Rows from a pointing dataset
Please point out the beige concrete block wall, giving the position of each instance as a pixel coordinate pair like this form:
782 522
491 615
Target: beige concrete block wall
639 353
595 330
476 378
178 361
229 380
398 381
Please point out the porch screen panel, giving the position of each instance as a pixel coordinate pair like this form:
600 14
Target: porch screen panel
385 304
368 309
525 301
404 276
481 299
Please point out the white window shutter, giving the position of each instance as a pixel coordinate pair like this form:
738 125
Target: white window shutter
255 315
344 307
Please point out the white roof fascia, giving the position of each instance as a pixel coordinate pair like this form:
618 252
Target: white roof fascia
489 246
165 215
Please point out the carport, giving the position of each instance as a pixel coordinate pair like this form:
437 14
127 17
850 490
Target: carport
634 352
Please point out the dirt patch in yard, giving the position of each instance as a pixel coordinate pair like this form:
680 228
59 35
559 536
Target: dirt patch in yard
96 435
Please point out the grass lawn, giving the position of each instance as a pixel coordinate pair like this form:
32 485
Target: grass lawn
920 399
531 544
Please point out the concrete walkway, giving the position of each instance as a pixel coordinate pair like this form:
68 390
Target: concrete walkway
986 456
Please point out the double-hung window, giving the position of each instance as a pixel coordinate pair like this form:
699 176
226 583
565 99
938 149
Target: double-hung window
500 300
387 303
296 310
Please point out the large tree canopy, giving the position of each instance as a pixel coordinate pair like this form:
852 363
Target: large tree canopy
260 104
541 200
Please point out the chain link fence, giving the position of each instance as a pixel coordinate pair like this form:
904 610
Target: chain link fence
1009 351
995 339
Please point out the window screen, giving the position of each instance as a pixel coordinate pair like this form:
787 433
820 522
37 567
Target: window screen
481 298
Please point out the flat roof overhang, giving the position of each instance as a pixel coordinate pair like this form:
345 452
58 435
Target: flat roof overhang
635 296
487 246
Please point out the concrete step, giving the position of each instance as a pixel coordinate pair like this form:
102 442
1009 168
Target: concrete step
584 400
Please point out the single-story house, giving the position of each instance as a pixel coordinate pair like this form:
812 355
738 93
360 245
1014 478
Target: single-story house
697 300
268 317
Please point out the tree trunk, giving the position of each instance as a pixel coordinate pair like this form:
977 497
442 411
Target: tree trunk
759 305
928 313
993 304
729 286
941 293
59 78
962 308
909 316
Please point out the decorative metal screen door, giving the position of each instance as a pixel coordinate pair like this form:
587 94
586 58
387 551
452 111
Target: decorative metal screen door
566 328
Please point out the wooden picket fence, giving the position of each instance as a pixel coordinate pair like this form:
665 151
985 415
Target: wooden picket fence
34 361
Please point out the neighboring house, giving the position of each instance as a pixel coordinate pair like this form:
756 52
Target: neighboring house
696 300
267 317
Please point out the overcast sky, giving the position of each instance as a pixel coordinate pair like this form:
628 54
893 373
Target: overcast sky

REQUIREMENTS: Copy the listing above line for line, without changing anything.

SOLUTION FOR THIS TASK:
Please point out the beige concrete block wall, giving the position of each instance as a pixel coordinate pair like this form:
782 522
491 615
Target: beige concrete block wall
639 353
595 330
476 378
178 361
229 380
398 381
Please point out the porch screen panel, giving the position of each instance as a pixel coordinate pair like this form:
600 14
Target: porch screen panel
385 304
368 309
525 301
404 276
481 299
Please point out the white window shutter, giving the position of each instance as a pixel coordinate pair like this form:
738 125
Target: white window shutter
255 315
344 307
Please point out the white roof fascia, giving the position of each instance as a pixel coordinate pair like this form:
618 252
Target: white roof fascia
489 246
165 215
Please point out the carport, giving the position of each instance as a pixel coordinate pair like this form:
437 14
127 17
850 490
Target: carport
634 352
Please point out the dirt patch in yard, giving the position of each instance as a pixel coordinate pair like this form:
680 228
59 35
559 536
Target: dirt patch in yard
96 435
Please point out the grass lawn, giving the position of each instance as a pixel coordinate pair like this form:
32 485
Target: grass lawn
920 399
531 544
Please point out the concrete walkway, giving the position of each instance as a pixel coordinate pair like this form:
68 390
Target: concrete walkway
986 456
Please point out the double-hung window, giving the position of each instance as a pixel coordinate pair like this form:
699 176
226 583
565 99
938 149
Target: double-hung window
500 300
387 303
296 310
Please point out the large tree canopy, giving the position of each instance as a pixel coordinate pair like this form:
852 363
Target: large tree canopy
260 104
541 200
Please point out the chain link fence, giving the position of each instance as a pixel coordinate pair like this form:
904 610
Target: chain link fence
1009 351
995 339
Please point out the window screen, giving the position of each instance as a pixel coordinate pair like this form:
787 433
820 522
37 567
Target: window screen
481 298
Please point out the flat roof overhang, giving the position of each instance as a pixel coordinate pair like this form:
345 452
58 435
Target: flat roof overhang
635 296
487 246
Please point out the concrete step, giving the position of each instance as a pixel coordinate pair like this form:
102 442
1009 168
Target: concrete step
584 400
Please point out the single-story house, giving the position of each instance as a pixel coordinate pair like this form:
812 355
738 93
360 245
1014 478
Target: single-story house
697 300
268 317
Please point out the tree trunk, giving the position of each instance as a pixel coordinate pair like this form:
977 497
442 411
Target: tree trunk
759 305
928 313
993 304
729 286
941 293
59 78
962 308
909 316
Please point out the decorative metal screen door, giving the position of each instance as a pixel coordinate pair like this form:
587 94
586 58
387 551
452 111
Target: decorative metal screen door
566 328
Please point out the wooden picket fence, giving the position of each instance as a pixel coordinate pair like this form:
665 151
985 415
Target: wooden picket fence
34 361
Please point out the neighboring house, giving the position of each instance as a pixel coordinate pair like this form:
756 52
Target: neighboring house
696 300
267 317
Please point out the overcast sky, giving the position of each instance as a pixel coordinate pair like this form:
628 54
893 373
Target: overcast sky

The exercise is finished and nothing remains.